[Image box annotation records]
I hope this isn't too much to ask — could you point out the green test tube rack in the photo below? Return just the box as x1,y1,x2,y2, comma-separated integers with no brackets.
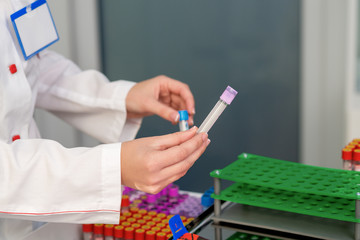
210,153,360,239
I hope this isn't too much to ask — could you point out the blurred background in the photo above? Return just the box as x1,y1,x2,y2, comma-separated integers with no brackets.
36,0,360,192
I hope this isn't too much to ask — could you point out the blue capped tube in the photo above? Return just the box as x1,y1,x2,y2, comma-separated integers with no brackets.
179,110,189,132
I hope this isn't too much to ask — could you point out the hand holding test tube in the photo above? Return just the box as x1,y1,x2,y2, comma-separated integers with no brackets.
197,86,237,133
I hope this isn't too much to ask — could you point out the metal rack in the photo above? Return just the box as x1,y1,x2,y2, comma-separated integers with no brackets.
210,153,360,240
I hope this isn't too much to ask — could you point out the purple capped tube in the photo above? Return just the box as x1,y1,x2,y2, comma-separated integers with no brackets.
197,86,237,133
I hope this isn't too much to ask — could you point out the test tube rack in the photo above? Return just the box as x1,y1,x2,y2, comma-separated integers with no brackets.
210,153,360,239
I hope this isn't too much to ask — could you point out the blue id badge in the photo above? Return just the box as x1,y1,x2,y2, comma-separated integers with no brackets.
10,0,59,60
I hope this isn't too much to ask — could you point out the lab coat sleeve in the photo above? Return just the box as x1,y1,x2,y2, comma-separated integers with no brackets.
36,51,141,143
0,139,121,224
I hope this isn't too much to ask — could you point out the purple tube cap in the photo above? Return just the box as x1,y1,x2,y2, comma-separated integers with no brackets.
220,86,237,105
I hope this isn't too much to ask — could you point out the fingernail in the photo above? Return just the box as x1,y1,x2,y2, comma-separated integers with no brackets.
189,126,197,131
171,112,180,123
202,133,208,142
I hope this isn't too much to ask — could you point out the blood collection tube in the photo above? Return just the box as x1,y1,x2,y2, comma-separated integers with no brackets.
104,224,114,240
197,86,237,133
342,148,353,170
94,224,104,240
82,224,93,240
353,149,360,172
156,232,167,240
135,229,145,240
145,231,156,240
121,194,130,213
124,227,135,240
114,226,124,240
179,110,189,132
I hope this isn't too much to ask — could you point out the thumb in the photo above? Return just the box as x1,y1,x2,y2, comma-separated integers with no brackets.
150,101,180,124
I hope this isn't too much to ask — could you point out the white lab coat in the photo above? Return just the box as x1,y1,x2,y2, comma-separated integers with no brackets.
0,0,141,240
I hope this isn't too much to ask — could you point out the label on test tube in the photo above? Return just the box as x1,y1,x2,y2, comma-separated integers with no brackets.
198,86,237,133
179,110,189,132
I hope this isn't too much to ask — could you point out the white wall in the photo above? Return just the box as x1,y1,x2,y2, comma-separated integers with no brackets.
300,0,360,168
36,0,360,168
35,0,100,147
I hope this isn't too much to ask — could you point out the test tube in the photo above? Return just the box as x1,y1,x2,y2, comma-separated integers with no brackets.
197,86,237,133
342,148,353,170
353,149,360,172
82,224,93,240
179,110,189,132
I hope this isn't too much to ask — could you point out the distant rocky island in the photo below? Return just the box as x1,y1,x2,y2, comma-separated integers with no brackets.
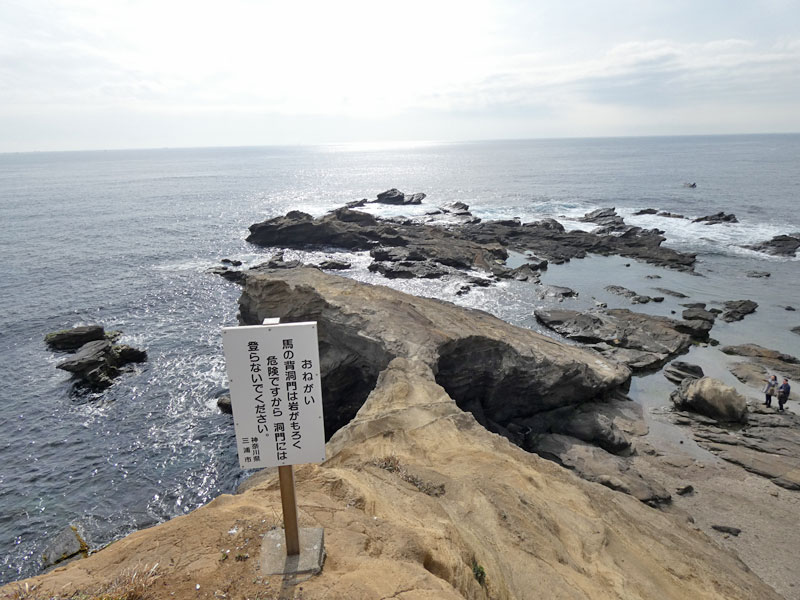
14,189,800,599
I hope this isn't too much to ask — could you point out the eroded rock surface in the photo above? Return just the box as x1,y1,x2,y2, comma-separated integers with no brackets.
535,308,693,371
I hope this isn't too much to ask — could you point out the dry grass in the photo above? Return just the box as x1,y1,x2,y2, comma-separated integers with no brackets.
370,455,444,497
4,563,158,600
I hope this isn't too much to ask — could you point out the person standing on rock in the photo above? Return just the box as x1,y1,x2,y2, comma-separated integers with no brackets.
778,377,792,411
764,375,778,407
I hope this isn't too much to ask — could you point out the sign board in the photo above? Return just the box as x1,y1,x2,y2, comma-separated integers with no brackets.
222,322,325,469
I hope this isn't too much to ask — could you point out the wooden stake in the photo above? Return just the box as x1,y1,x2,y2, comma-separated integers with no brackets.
278,465,300,556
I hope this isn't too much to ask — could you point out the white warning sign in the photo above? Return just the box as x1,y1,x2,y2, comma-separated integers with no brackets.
222,322,325,469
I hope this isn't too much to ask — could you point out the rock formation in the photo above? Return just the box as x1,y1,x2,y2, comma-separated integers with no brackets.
45,325,147,391
9,312,780,600
535,309,702,371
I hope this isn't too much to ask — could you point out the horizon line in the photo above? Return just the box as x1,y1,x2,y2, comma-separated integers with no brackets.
0,131,800,156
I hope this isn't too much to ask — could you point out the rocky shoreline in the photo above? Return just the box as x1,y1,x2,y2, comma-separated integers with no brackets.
17,189,800,598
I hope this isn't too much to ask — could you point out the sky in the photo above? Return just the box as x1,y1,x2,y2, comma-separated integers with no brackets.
0,0,800,152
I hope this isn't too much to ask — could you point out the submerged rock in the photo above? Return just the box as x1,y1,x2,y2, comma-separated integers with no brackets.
670,377,747,422
692,212,739,225
535,309,691,371
722,300,758,323
44,325,106,350
663,360,705,384
744,232,800,256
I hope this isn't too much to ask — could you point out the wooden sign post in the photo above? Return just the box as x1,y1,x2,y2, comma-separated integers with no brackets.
222,319,325,574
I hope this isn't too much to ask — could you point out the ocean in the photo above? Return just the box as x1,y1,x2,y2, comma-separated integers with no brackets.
0,135,800,583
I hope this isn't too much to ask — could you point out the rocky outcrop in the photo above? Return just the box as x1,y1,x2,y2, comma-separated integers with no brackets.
45,325,147,391
7,358,780,600
372,188,425,205
663,360,704,384
670,377,747,423
535,309,691,371
44,325,106,351
247,208,695,282
606,285,664,304
240,268,630,446
722,300,758,323
744,232,800,256
42,525,89,569
692,212,739,225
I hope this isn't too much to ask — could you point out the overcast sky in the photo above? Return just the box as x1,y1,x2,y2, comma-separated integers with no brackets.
0,0,800,152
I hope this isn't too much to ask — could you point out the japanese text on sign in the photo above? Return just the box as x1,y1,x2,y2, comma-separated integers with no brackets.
223,322,325,469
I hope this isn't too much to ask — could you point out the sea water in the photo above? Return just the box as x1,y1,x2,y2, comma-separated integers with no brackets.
0,135,800,582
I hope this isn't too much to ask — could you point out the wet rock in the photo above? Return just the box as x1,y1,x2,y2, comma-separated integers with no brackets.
536,285,578,300
663,360,705,384
373,188,425,205
42,525,89,569
653,288,689,298
217,394,233,415
606,285,663,304
317,260,352,271
533,434,672,506
670,377,747,422
44,325,106,350
722,300,758,323
535,309,691,371
692,212,739,225
56,340,147,391
744,232,800,256
578,208,625,231
711,525,742,535
681,308,717,323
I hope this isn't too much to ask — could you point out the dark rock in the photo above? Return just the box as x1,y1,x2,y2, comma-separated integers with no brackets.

Set task
Write out all of the items above as a numbered list with no blank lines, leaving the pictures out.

Result for this task
1. I hope this isn't too much to ask — could you point out the green test tube rack in the photo below? Return just the box as x1,y1,x2,y2, comma-separated integers with no brackets.
2. 210,153,360,239
3. I hope this isn't too much to ask — could you point out the blurred background in the photo above? Return just the box as x1,y1,x2,y2, comma-separated integers with no brackets.
4. 36,0,360,192
5. I hope this isn't too much to ask — could you point out the blue capped tube in the photo above? Return just the box as x1,y1,x2,y2, comma-separated integers with no brackets.
6. 179,110,189,132
7. I hope this isn't too much to ask — could you point out the hand holding test tube in the photo above? Return just the box as x1,y1,x2,y2, comma-separated integers with no brackets.
8. 197,86,237,133
9. I hope this isn't too much to ask — could you point out the metal rack in the photo above? Return just the box as x1,y1,x2,y2, comma-separated integers with no brackets.
10. 210,153,360,240
11. I hope this isn't too much to ask — could you point out the purple capped tube in the photo above? Return just the box as x1,y1,x2,y2, comma-separated integers with no brackets.
12. 197,86,237,133
13. I hope this isn't too much to ask — could you point out the test tube rack in the photo above? Return just the box as x1,y1,x2,y2, comma-separated integers with no brackets.
14. 210,153,360,239
15. I hope this isn't too much to ask — could you point out the blue id badge in the photo above? Return just the box as x1,y1,x2,y2, comma-separated integers with no brackets.
16. 10,0,59,60
17. I hope this isn't too much to ask — could you point out the lab coat sleeve in the photo above? Return just the box as x1,y1,x2,y2, comma-separated integers with no brackets.
18. 36,51,141,143
19. 0,139,121,224
20. I hope this isn't too much to ask — could you point out the purple tube cap in the photo above? Return just the box as x1,y1,x2,y2, comma-separated integers with no brackets.
21. 220,86,237,105
22. I hope this isn't too much to ask — could you point out the fingernail in the photo above? Return just the box as x1,y1,x2,y2, comma-separated integers with no brackets.
23. 189,126,197,131
24. 171,112,180,123
25. 202,133,208,142
26. I hope this isn't too much to ask — could you point out the blood collection tube in the photo above? Return just the box as x1,y1,x2,y2, comma-separated integers with no brackets.
27. 104,224,114,240
28. 197,86,237,133
29. 342,148,353,170
30. 94,224,104,240
31. 82,224,93,240
32. 353,149,360,172
33. 156,232,167,240
34. 135,229,145,240
35. 145,231,156,240
36. 121,194,130,213
37. 124,227,135,240
38. 114,226,124,240
39. 179,110,189,132
40. I hope this isn't too much to ask — could you point out the thumb in the photo above? Return just the box as x1,y1,x2,y2, comma-separated integers with no brackets.
41. 150,101,180,124
42. I hope this isn't too much to ask — could you point out the white lab coat in the photo above? Return just the box as x1,y1,x2,y2, comma-separated integers with no brackets.
43. 0,0,141,240
44. I hope this isn't too much to ask — could you point out the label on test tube in the photo above? Return just the box as x1,y1,x2,y2, comma-separated integers with no brackets.
45. 198,86,237,133
46. 179,110,189,132
47. I hope this isn't too much to ask — could you point out the white wall in the photo above? Return just the box as x1,y1,x2,y2, comma-separated integers with no brackets.
48. 300,0,360,168
49. 36,0,360,168
50. 35,0,100,147
51. I hope this isn't too much to ask — could you point out the test tube in the photo above? Return just the box as x1,y1,x2,y2, comma-separated integers with no brackets.
52. 197,86,237,133
53. 342,148,353,170
54. 353,149,360,172
55. 82,224,93,240
56. 179,110,189,132
57. I hope this isn't too much to ask — could you point out the distant rocky island in the photo below? Return just the box as x1,y1,x2,y2, comma-separated integers with no brackets.
58. 14,189,800,599
59. I hope this isn't too much to ask — could you point out the eroded rock surface in the photo above? Return just the box as x1,y1,x2,y2, comma-separated integers with no brackets.
60. 535,308,693,371
61. I hope this isn't too much to ask — could you point out the dry grass in the photo above? Return just the box as x1,y1,x2,y2, comma-separated integers with no brackets.
62. 370,455,444,497
63. 4,563,158,600
64. I hope this isn't too much to ask — could you point out the person standing on rock in the photo above? Return just the box as x1,y1,x2,y2, comma-separated integers with no brackets.
65. 778,377,792,411
66. 764,375,778,407
67. I hope this isn't too much to ask — could you point out the sign board in the photo above? Return just the box as x1,y1,x2,y2, comma-separated integers with no brackets.
68. 222,322,325,469
69. I hope this isn't too much to ask — could you point out the wooden stake in the photo above? Return just the box as x1,y1,x2,y2, comma-separated integers with no brackets.
70. 278,465,300,556
71. I hope this isn't too much to ask — could you point out the white warning sign in the photo above? Return just the box as x1,y1,x2,y2, comma-separated integers with no brackets.
72. 222,322,325,469
73. I hope this isn't too much to ask — could you point out the rock formation in the photo above? Return just the box as x1,y1,x2,y2, comma-separated integers with no brackets.
74. 45,325,147,391
75. 9,312,780,600
76. 535,309,702,371
77. I hope this isn't too much to ask — could you point out the horizon line in the photo above? Return just the box as x1,y1,x2,y2, comma-separated integers with no brackets.
78. 0,131,800,156
79. I hope this isn't too much to ask — could you point out the rocky shoreline in the photo above? Return just the box as x1,y1,x2,y2, comma-separated integers with no brackets.
80. 17,189,800,598
81. I hope this isn't too much to ask — could you point out the sky in the photo above? Return just the box as x1,y1,x2,y2, comma-separated integers with no brackets.
82. 0,0,800,152
83. I hope this isn't too much to ask — could you point out the submerged rock in the photo above? Return just the box as x1,y1,x2,y2, comma-separated integers with no brackets.
84. 670,377,747,422
85. 692,212,739,225
86. 535,309,691,371
87. 722,300,758,323
88. 44,325,106,350
89. 663,360,705,384
90. 744,232,800,256
91. I hope this isn't too much to ask — could you point out the wooden sign post in the photo above? Return just the box as x1,y1,x2,y2, comma-separated integers with no brackets.
92. 222,319,325,574
93. I hope this isn't too much to ask — could you point out the ocean in the photo above? Return just the box as x1,y1,x2,y2, comma-separated integers with no brackets.
94. 0,135,800,583
95. I hope this isn't too much to ask — could you point out the rocky outcrop in the photo above? Return just the box as x1,y1,x2,y2, comma-separated integers with no brackets.
96. 45,325,147,391
97. 7,358,780,600
98. 372,188,425,205
99. 663,360,704,384
100. 670,377,747,423
101. 535,309,691,371
102. 44,325,106,351
103. 247,208,695,282
104. 606,285,664,304
105. 240,268,630,446
106. 722,300,758,323
107. 744,232,800,256
108. 42,525,89,569
109. 692,212,739,225
110. I hope this isn't too much to ask — could you point out the overcast sky in the photo above? Return just the box as x1,y1,x2,y2, comma-separated integers with no brackets.
111. 0,0,800,152
112. I hope this isn't too much to ask — could you point out the japanese text on sign in the photo above? Return just the box as x1,y1,x2,y2, comma-separated integers with no brackets.
113. 223,322,325,469
114. I hope this isn't too much to ask — could you point out the sea water in the photo above? Return just the box as x1,y1,x2,y2, comma-separated integers with no brackets.
115. 0,135,800,582
116. I hope this isn't too much to ask — could you point out the wet rock in the photo above? Return just the box as x1,y1,x2,y2, comma-separated integers with no brackets.
117. 536,285,578,300
118. 663,360,705,384
119. 373,188,425,205
120. 42,525,89,569
121. 653,288,689,298
122. 217,394,233,415
123. 606,285,663,304
124. 317,260,352,271
125. 533,434,672,506
126. 670,377,747,422
127. 44,325,106,350
128. 722,300,758,323
129. 535,309,691,371
130. 692,212,739,225
131. 56,340,147,391
132. 744,232,800,256
133. 578,208,625,231
134. 711,525,742,535
135. 681,308,717,323
136. I hope this isn't too much to ask — could you point out the dark rock in the photo above? Return just the box as x1,y1,x2,y2, comma-separated integers with no brackets.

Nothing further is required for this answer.